#### [Required tasks]
A – Print the passage of the energy usage report starting with "# Exploratory Data" and going on through "energyUse_df.info()", word for word.
B – According to the energy usage report, how many rows and columns does the dataframe contain?
C – Go on with the energy usage report from the point where its text stops.

#### [Passage provided]
·····

# <div align="center"> COSC 2673/2793 | Machine Learning </div>
## <div align="center"> Assignment 2 - Joseph Packham (s3838978) and Kylie Nguyen (s3946026) </div>

# Introduction
This report will cover the process of producing a machine learning model that will predict energy usage...

In [None]:
#importing packages
import pandas as pd
import matplotlib.pyplot as plt
import numpy as np

In [None]:
#read in CSV file and display first 5 rows
energyUse_df = pd.read_csv('./dataset/UCI-electricity/UCI_data.csv', delimiter=',')
energyUse_df.head()

# Exploratory Data Analysis
To start off, the data is first investigated through EDA. It is observed that the shape of the dataframe is 19735 rows of data with 28 columns, where 1 column is the target variable (energy usage in Wh), and the remaining columns are the attributes. According to the description of the data, these attributes cover the temperature and humidity of different rooms in the house, as well as outside, along with a few other weather related variables such as pressure and windspeed. It is noted that there are two variables listed as "Random Variable". Using the .info() function, it is confirmed that there are no null values within the dataset.

In [None]:
#check for any null values, using shape to compare
print("Shape of Energy Use dataframe: ", energyUse_df.shape, "\n")

energyUse_df.info()

Using the describe function, the count, mean, standard deviation, quantiles and the minimum and maximum values of the data are returned. With these values it is seen that, although the range of the values among the variables regarding humidity and temperature are relatively similar, there are cases where the range differs greatly. For example, the range of Windspeed is between 0-14, whereas the range of target energy is between 10-1110. This suggests that feature scaling should be done later in the process, as the differing ranges may cause problems or confuse the learning algorithms.

·····

#### [Listed entries]
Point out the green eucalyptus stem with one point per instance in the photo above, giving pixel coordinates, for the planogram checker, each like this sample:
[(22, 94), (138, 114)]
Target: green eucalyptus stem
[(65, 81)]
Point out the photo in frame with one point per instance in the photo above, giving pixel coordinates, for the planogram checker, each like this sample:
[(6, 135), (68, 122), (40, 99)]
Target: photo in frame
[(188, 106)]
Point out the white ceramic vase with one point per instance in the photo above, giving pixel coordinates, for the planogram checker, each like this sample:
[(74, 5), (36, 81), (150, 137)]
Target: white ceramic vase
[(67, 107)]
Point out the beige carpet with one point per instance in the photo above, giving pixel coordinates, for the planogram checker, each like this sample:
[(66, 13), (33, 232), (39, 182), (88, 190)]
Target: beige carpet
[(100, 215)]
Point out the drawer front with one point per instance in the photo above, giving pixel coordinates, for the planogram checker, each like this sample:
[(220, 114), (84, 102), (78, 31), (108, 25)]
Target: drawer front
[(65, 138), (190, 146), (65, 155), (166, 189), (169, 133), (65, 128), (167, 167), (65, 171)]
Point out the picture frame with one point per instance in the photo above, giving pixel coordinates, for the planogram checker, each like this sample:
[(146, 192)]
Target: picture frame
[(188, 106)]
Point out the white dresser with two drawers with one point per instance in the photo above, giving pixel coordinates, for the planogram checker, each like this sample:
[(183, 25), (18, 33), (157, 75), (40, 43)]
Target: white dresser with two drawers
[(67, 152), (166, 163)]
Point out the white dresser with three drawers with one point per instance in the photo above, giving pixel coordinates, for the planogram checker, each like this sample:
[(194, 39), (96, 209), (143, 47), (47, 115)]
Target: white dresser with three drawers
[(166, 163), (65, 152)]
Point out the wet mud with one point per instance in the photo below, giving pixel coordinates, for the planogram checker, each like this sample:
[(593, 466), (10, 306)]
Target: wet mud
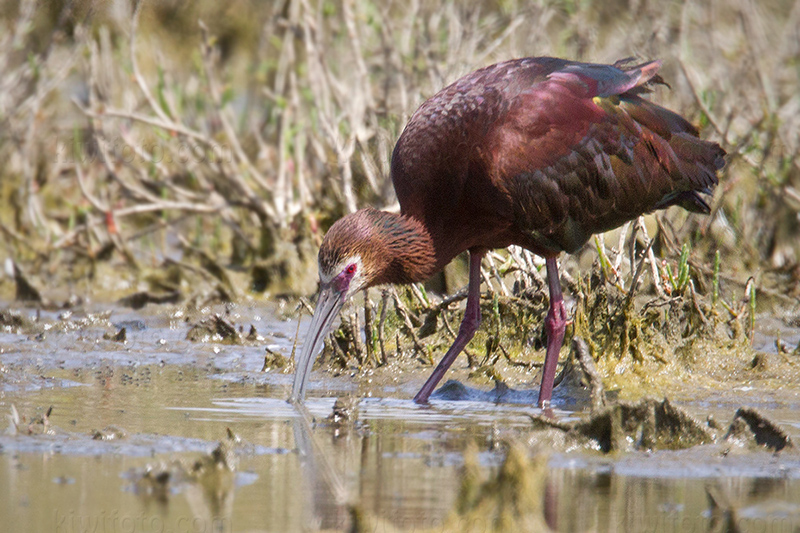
[(159, 419)]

·····

#### [Results by task]
A –
# Exploratory Data Analysis
To start off, the data is first investigated through EDA. It is observed that the shape of the dataframe is 19735 rows of data with 28 columns, where 1 column is the target variable (energy usage in Wh), and the remaining columns are the attributes. According to the description of the data, these attributes cover the temperature and humidity of different rooms in the house, as well as outside, along with a few other weather related variables such as pressure and windspeed. It is noted that there are two variables listed as "Random Variable". Using the .info() function, it is confirmed that there are no null values within the dataset.

In [None]:
#check for any null values, using shape to compare
print("Shape of Energy Use dataframe: ", energyUse_df.shape, "\n")

energyUse_df.info()

B – 19735 rows and 28 columns.

C –
In [None]:
energyUse_df.describe()

# Data distribution
In order to observe the distributions of each variable, histograms are plotted for the variables other than date, as the date variable is of type object and cannot be plotted.

In [None]:
#get list of columns other than date
columns = (energyUse_df.columns).difference(['date'])
#plot histogram for all variables other than date
plt.figure(figsize=(20,20))
for i, column in enumerate(columns):
    plt.subplot(6,5,i+1)
    plt.hist(energyUse_df[column], alpha=0.3, color='b', density=True)
    plt.title(column)
    plt.xticks(rotation='vertical')
    plt.tight_layout()

> **Observations:**
> - There are a number of attributes that appear to be skewed, eg. RH_5, RH_Out, T2 etc.
> - The two random variables are very evenly distributed.

In [None]:
#display boxplot for the target, energy usage, variable
plt.boxplot(energyUse_df['TARGET_energy'])
plt.title('Energy Usage')
plt.show()

Upon displaying the boxplot for the target variable, it is observed that there are a number of outliers above the lower limit. These values will be dropped as to prevent these dramatically different values from affecting the model. The outliers are dropped using the IQR method, which appears to have not removed two outliers, as they are within the lower and upper limits. Another method of dropping the outliers was not attempted due to the restrictions placed by the course.


In [None]:
#get the quantiles and IQR
q1 = energyUse_df['TARGET_energy'].quantile(0.25)
q3 = energyUse_df['TARGET_energy'].quantile(0.75)
IQR = q3-q1

#calculate lower and upper limits
lowerLimit = q1 - (1.5*IQR)
upperLimit = q3 + (1.5*IQR)

#get rid of rows with outliers from the dataframe
energyUse_df = energyUse_df.loc[(energyUse_df['TARGET_energy'] > lowerLimit) & (energyUse_df['TARGET_energy'] < upperLimit)]

#display boxplot without outliers
plt.boxplot(energyUse_df['TARGET_energy'])
plt.title('Energy Usage')
plt.show()

In [None]:
energyUse_df.shape

# Relationship between variables
Using scatterplots, the relationship between the target variable, Energy Usage, against the other attributes in the dataframe is explored.

In [None]:
#import seaborn package for plotting scatterplots
import seaborn as sns

#plot scatterplots for all features against target variable
plt.figure(figsize=(20,20))
for i, column in enumerate(columns):
    plt.subplot(6,5, i+1)
    sns.scatterplot(data=energyUse_df, x=column, y='TARGET_energy')
    plt.title(column)

plt.xticks(rotation='vertical')
plt.tight_layout()
plt.show()

In [None]:
#get df without date column
energyUse_df_noDate = energyUse_df.drop(columns=['date'])

#plot correlation plot
f, ax = plt.subplots(figsize=(11, 9))
corr = energyUse_df_noDate.corr()
ax = sns.heatmap(
    corr,
    vmin=-1, vmax=1, center=0,
    cmap=sns.diverging_palette(20, 220, n=200),
    square=True
)
ax.set_xticklabels(
    ax.get_xticklabels(),
    rotation=90,
    horizontalalignment='right'
)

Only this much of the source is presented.